-- PROMPT --
Wherever the records include pictures, skip them and transcribe all the rest word for word.

--------------------------------------------------

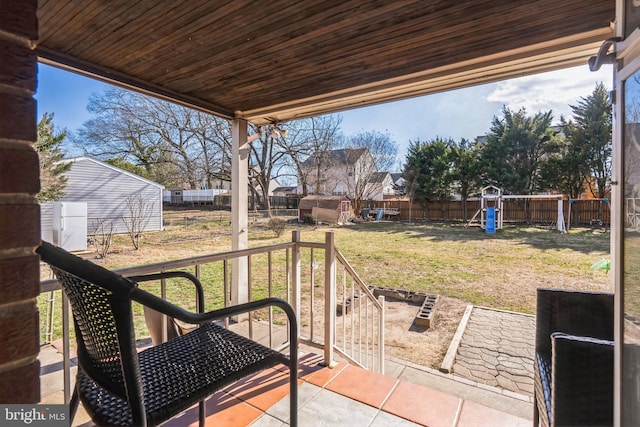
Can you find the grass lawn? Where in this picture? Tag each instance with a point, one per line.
(501, 271)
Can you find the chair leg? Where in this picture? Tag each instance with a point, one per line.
(536, 413)
(293, 390)
(202, 413)
(73, 405)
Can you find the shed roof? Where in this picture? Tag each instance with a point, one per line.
(284, 59)
(323, 202)
(117, 169)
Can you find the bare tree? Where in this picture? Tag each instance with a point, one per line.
(102, 236)
(50, 155)
(175, 144)
(140, 211)
(307, 144)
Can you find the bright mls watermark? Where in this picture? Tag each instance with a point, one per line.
(34, 415)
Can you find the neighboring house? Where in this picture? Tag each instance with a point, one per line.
(380, 186)
(399, 184)
(105, 189)
(285, 192)
(340, 172)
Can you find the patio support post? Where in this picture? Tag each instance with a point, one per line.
(295, 275)
(19, 210)
(329, 298)
(239, 210)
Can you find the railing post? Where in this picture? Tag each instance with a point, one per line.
(381, 335)
(329, 297)
(295, 276)
(239, 210)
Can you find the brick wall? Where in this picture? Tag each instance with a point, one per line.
(19, 213)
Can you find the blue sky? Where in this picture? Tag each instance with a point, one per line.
(463, 113)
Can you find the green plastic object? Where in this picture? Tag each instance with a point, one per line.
(603, 264)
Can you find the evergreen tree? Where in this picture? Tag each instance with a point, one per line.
(428, 170)
(52, 169)
(466, 171)
(591, 130)
(517, 146)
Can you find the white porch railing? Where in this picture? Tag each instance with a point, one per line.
(336, 311)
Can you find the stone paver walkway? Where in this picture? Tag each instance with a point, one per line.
(497, 349)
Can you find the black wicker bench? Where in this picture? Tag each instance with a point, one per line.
(573, 375)
(119, 386)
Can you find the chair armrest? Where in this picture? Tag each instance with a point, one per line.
(582, 380)
(173, 274)
(148, 299)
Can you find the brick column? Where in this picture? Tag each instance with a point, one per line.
(19, 212)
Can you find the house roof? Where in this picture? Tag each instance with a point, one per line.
(378, 177)
(108, 166)
(343, 156)
(284, 59)
(396, 176)
(284, 189)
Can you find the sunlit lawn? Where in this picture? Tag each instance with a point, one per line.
(501, 271)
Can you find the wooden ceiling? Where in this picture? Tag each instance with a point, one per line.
(275, 60)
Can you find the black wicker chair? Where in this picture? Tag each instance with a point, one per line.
(573, 375)
(119, 386)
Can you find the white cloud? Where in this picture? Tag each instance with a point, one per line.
(554, 91)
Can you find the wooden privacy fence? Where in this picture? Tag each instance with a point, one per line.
(583, 212)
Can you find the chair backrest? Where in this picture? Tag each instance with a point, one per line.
(103, 321)
(586, 314)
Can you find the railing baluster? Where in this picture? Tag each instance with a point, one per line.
(312, 281)
(270, 286)
(329, 298)
(381, 336)
(344, 308)
(249, 294)
(66, 357)
(226, 295)
(353, 326)
(163, 295)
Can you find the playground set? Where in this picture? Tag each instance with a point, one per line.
(491, 209)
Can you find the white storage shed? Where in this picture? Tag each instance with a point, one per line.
(105, 189)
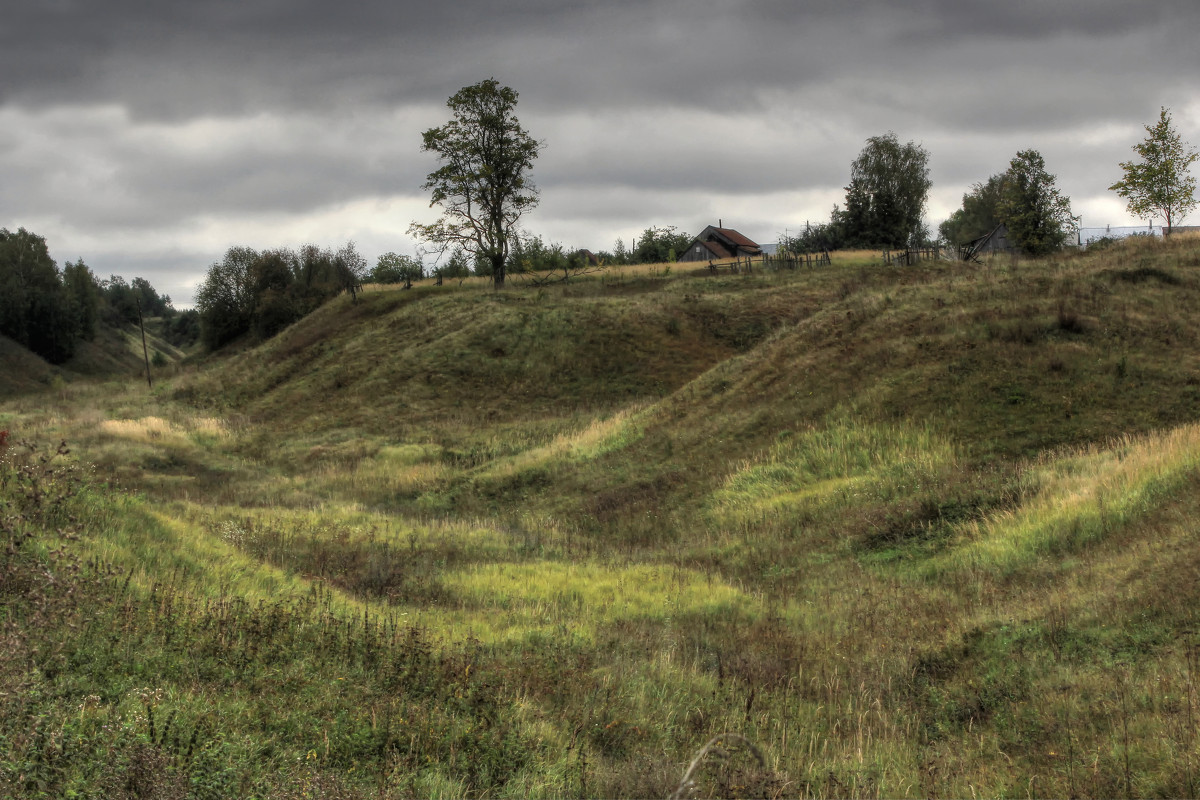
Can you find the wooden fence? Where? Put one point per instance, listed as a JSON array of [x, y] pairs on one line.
[[777, 262], [911, 256]]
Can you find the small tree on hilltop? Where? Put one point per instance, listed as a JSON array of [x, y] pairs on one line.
[[1159, 185], [483, 185], [1037, 214], [886, 198], [394, 268]]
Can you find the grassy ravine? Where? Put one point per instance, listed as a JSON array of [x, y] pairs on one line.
[[912, 533]]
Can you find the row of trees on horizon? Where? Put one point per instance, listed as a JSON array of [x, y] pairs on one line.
[[51, 310], [483, 194]]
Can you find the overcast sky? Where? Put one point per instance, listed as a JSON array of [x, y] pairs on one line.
[[148, 138]]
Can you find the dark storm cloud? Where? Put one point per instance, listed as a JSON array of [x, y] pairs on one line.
[[145, 120]]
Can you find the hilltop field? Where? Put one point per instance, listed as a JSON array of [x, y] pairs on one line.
[[919, 531]]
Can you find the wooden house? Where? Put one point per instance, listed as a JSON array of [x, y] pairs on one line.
[[997, 241], [715, 242]]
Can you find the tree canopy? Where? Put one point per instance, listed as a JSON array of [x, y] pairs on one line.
[[42, 308], [483, 184], [1025, 198], [1036, 212], [261, 293], [979, 214], [1159, 185], [886, 198]]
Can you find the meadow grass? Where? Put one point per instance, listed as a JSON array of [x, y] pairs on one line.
[[912, 533]]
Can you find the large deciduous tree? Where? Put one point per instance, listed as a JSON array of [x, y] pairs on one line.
[[483, 184], [1036, 212], [886, 198], [1159, 185], [978, 216]]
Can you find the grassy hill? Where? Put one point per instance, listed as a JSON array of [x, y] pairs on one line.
[[919, 531], [113, 352]]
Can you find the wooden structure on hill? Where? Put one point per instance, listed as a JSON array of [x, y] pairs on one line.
[[717, 244], [997, 241]]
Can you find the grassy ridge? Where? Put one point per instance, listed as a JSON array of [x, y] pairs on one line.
[[912, 533]]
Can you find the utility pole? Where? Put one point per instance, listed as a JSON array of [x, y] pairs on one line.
[[145, 353]]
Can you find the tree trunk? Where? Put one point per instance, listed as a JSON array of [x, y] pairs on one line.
[[498, 271]]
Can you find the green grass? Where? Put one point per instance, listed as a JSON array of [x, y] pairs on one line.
[[912, 533]]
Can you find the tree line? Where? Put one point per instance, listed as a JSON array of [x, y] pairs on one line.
[[51, 310]]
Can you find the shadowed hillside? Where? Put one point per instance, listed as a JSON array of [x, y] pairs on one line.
[[919, 531]]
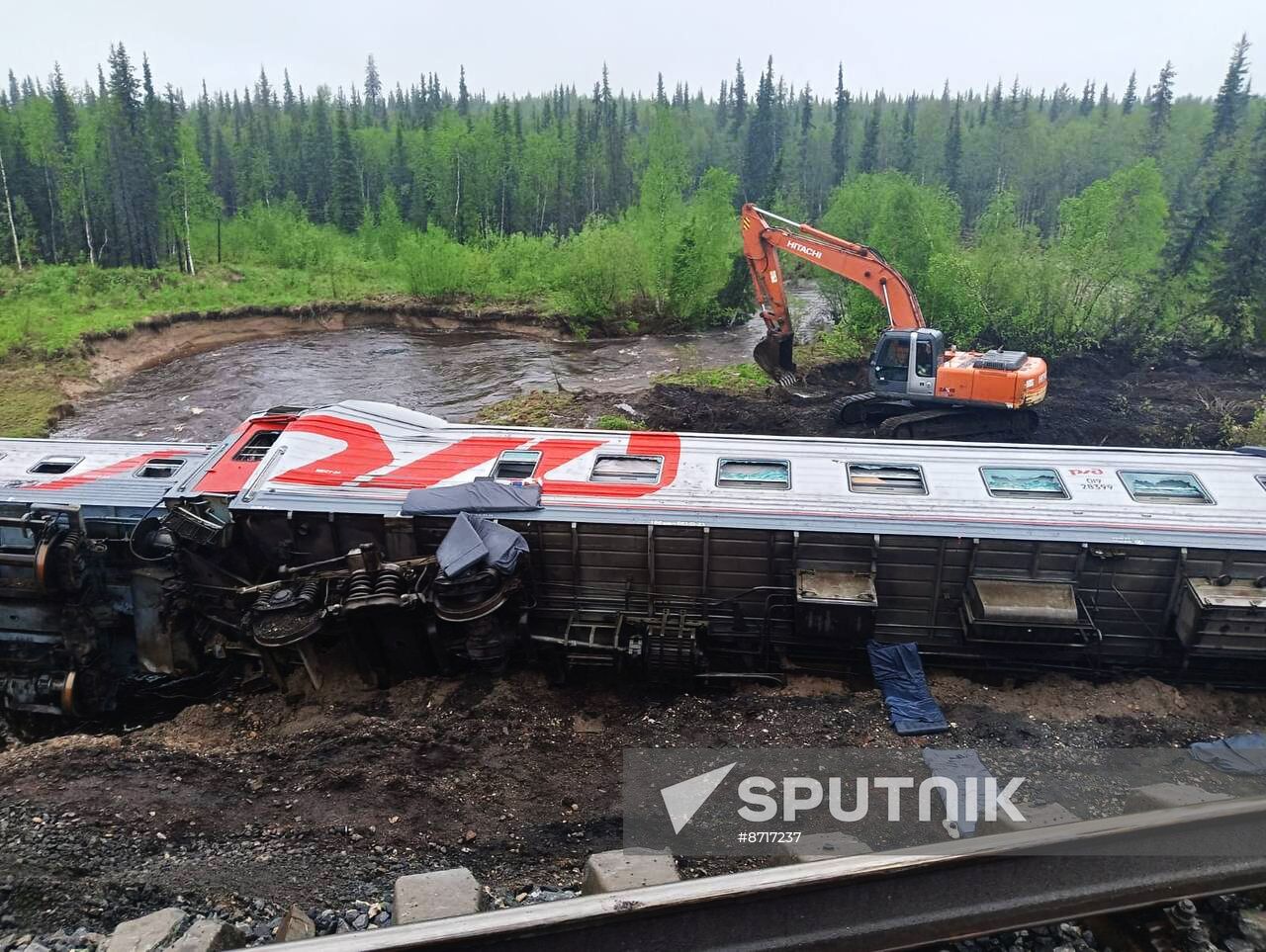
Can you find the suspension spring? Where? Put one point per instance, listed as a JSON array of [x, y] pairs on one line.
[[360, 585]]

--------------------------------------------------

-- RESULT OF THIS TASK --
Can you find the grass lawn? Where in this picture? Tag each instance with a point, one per line.
(501, 271)
Can you find the chair leg? Where in this picture? Tag each instance with a point, one per line.
(536, 413)
(293, 390)
(202, 413)
(73, 405)
Can you find the shed roof? Where in this picture? Tag each instance with a point, one per line.
(284, 59)
(323, 202)
(117, 169)
Can you find the bare tree? Where in this picture? Tag each instance with a point, one per line.
(102, 236)
(50, 155)
(175, 144)
(140, 211)
(307, 144)
Can you find the bright mls watermark? Where in this picture? Tag each instance with a point, one per line.
(34, 415)
Can you find the neighboring house? Where in this picture? Tag each instance with a point, one per line.
(380, 186)
(399, 184)
(105, 189)
(285, 192)
(340, 172)
Can you find the patio support post? Where in this picture? Tag each instance with a point, one per line.
(295, 275)
(19, 210)
(329, 298)
(239, 210)
Can you find the railing post? Where in this picture? Tag each instance with a point, one per line.
(381, 335)
(329, 297)
(295, 276)
(239, 210)
Can you find the brick wall? Where in this picture? Tag each instance with a point, one per line.
(19, 213)
Can you find the blue sky? Where in this picture? Tag each instance with a point, one per line.
(463, 113)
Can you find the green plastic object? Where in this picture? Tag each instance with a point, one per line.
(603, 264)
Can you find the evergreen tree? Where in this picture? Tag each instance with a point, one per line.
(428, 170)
(52, 169)
(466, 171)
(591, 130)
(517, 146)
Can you find the white porch railing? Where in this picture? Tag each instance with a point, one per line.
(336, 311)
Can you find the stone paver walkway? Where in this picture? Tag each instance with a point, one per line.
(497, 349)
Can you find the black wicker bench? Where in this picture? Tag each instance with a point, one per line.
(573, 375)
(119, 386)
Can you find the chair armrest? Where in this picture? Tag each instance with a point, one per line.
(582, 380)
(173, 274)
(148, 299)
Can you find the brick column? Where in this picture? Tag each instance with a point, one per line.
(19, 212)
Can you find the house roof? Where in this picture? Tag each instance with a point, one per line.
(378, 177)
(108, 166)
(343, 156)
(284, 59)
(396, 176)
(284, 189)
Can you find the sunlit lawn? Where in this picture? Tag each instance with a point, one per line.
(501, 271)
Can you find the wooden ceiling? Where in this picture? Tag each instance with a point, one per line.
(275, 60)
Can you find the black wicker chair? Where in this picture? Tag each instance with a point, one per line.
(573, 375)
(119, 386)
Can you find the white cloud? Where in this picture? Tag each instance with a point, one per line.
(554, 91)
Can you find the wooden privacy fence? Where in this picture? Tag each instance with a point, one per line.
(583, 212)
Can you find the chair backrest? Where in this picture? Tag each instance with a point, one per line.
(103, 321)
(586, 314)
Can you find the railing baluster? Where in this picture? Tag each instance with a point, one per line.
(312, 281)
(270, 286)
(329, 298)
(381, 336)
(344, 308)
(249, 294)
(66, 357)
(226, 295)
(353, 326)
(163, 295)
Can you find the playground set? Where in this picture? Tag each instance with a point, one per line.
(491, 209)
Can you find the white storage shed? Where in this picture? Tag each instance with a point, one per line.
(105, 189)
Can you find the wooden fence? Where? Put one point per instance, listed as a JSON array of [x, y] pairs on one line.
[[777, 262], [911, 256]]
Can you find the small tree on hilltop? Where? Put one point per instance, listed as a JSON array of [x, y] pairs on one line.
[[1159, 185], [483, 185], [1037, 214], [886, 198], [394, 268]]
Can you find the grassy ravine? Where? Put one point per instance, listed as a JSON array of [x, y] pairs on one line.
[[912, 533]]
Can you find the row of trees on horizon? Where? Put one point per instance, listed as a JSON array of [x, y] pairs on one line.
[[51, 310], [483, 194]]
Can you find the overcast sky? Where? Put one point per instance, listed as a JSON array of [x, y] pairs on one line.
[[148, 138]]
Can you find the dark storm cloud? Where? Put one point per instance, listed as a JSON array of [x, y] pairs on one line.
[[145, 120]]
Can you find the hilltop field? Where? Put one point per instance, listed as a JSON array of [x, y] pairs on one line.
[[919, 531]]
Can you find the wooden house? Where? Put one point per instance, listed as a JSON array of [x, y] pairs on one line.
[[997, 241], [715, 242]]
Can you find the tree canopy? Where? Put one point per instance, listed as a JSON array of [x, y] pairs on one line.
[[42, 308], [483, 184], [1025, 198], [1036, 212], [261, 293], [979, 214], [1159, 185], [886, 198]]
Can you find the meadow grass? Where? Put one point per instance, listed as a JSON array of [x, y] pairs on one line.
[[912, 533]]
Can you find the large deciduous tree? Where? Put one point per instance, listed as a JSON array of [x, y] pairs on one line.
[[483, 184], [1036, 212], [886, 198], [1159, 185], [978, 216]]
Can you find the grassy hill? Where? Put one point per instance, listed as a JSON array of [x, y] pairs on one line.
[[919, 531], [113, 352]]
Can you find the wooden structure on hill? Where? Put one point per instance, listed as a JSON array of [x, y] pairs on one line.
[[717, 244], [997, 241]]
Can you find the grassy ridge? Where? Put one point per instance, listed as a JSON array of [x, y] pairs on one line.
[[912, 533]]
Can you find the utility pole? Where? Put one point per instance, listed as a JSON array of [x, y] pairs on one line.
[[145, 353]]
Can you find the tree trunk? Where? Put one point per instance, listed as a JSON array of [x, y] pairs on one line.
[[498, 271]]
Can you find the green grass? Where? Put one point per instance, listed as a JSON array of [x, y] pairs on one line.
[[912, 533]]
Can you find the tree line? Where? Put one point per instance, listed as a JSON array of [x, y] pairs on one line.
[[51, 310]]
Can you find the shadowed hillside? Where? Put one point per instance, listed as a JSON array of [x, y] pairs on one line.
[[919, 531]]
Can you find the suspension spring? Where? Put one point per instance, listed as a JSON array of [x, y] pairs on one line.
[[360, 585]]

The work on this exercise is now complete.